Diet to Prevent Canine Struvite Bladder Stonesby Tracey Sandilands
Struvite bladder stones are a form of canine urolithiasis. They develop most commonly after a staphylococcal urinary tract infection and consist of magnesium, ammonium and phosphate. The presence of stones is more common in certain breeds of dog. Eighty-five percent of canine patients are female, and stones recur in between 20 and 50 percent of patients. These facts make a predisposition to struvite stones easier to predict, and dogs at risk can avoid contracting stones or the urinary infection that causes them by following a preventative diet.
Drinking enough water is the single most important factor for avoiding the development of struvite bladder stones. Adequate water intake helps to dilute the urine and encourages frequent urination, which decreases the concentration of potential stone-forming minerals in the dog’s urine, according to a paper Dennis J. Chew delivered at the 2004 Small Animal Proceedings Symposium of the American College of Veterinary Surgeons. Pet owners can encourage dogs to drink more water by adding broth or other flavor enhancers to water.

### [Raw data]
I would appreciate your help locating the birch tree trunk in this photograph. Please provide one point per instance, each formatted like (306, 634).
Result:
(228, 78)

### [What to work on]
a: Answer these questions from the text on struvite bladder stones:
(i) What three substances do struvite bladder stones consist of?
(ii) What percentage of canine patients are female?
(iii) What can pet owners add to water to get dogs to drink more?
b: Retype the part of the text on struvite bladder stones from "Diet to Prevent" up to and including "a preventative diet.".

### [Answers for this exercise]
a:
(i) Magnesium, ammonium and phosphate.
(ii) Eighty-five percent.
(iii) Broth or other flavor enhancers.

b:
Diet to Prevent Canine Struvite Bladder Stonesby Tracey Sandilands
Struvite bladder stones are a form of canine urolithiasis. They develop most commonly after a staphylococcal urinary tract infection and consist of magnesium, ammonium and phosphate. The presence of stones is more common in certain breeds of dog. Eighty-five percent of canine patients are female, and stones recur in between 20 and 50 percent of patients. These facts make a predisposition to struvite stones easier to predict, and dogs at risk can avoid contracting stones or the urinary infection that causes them by following a preventative diet.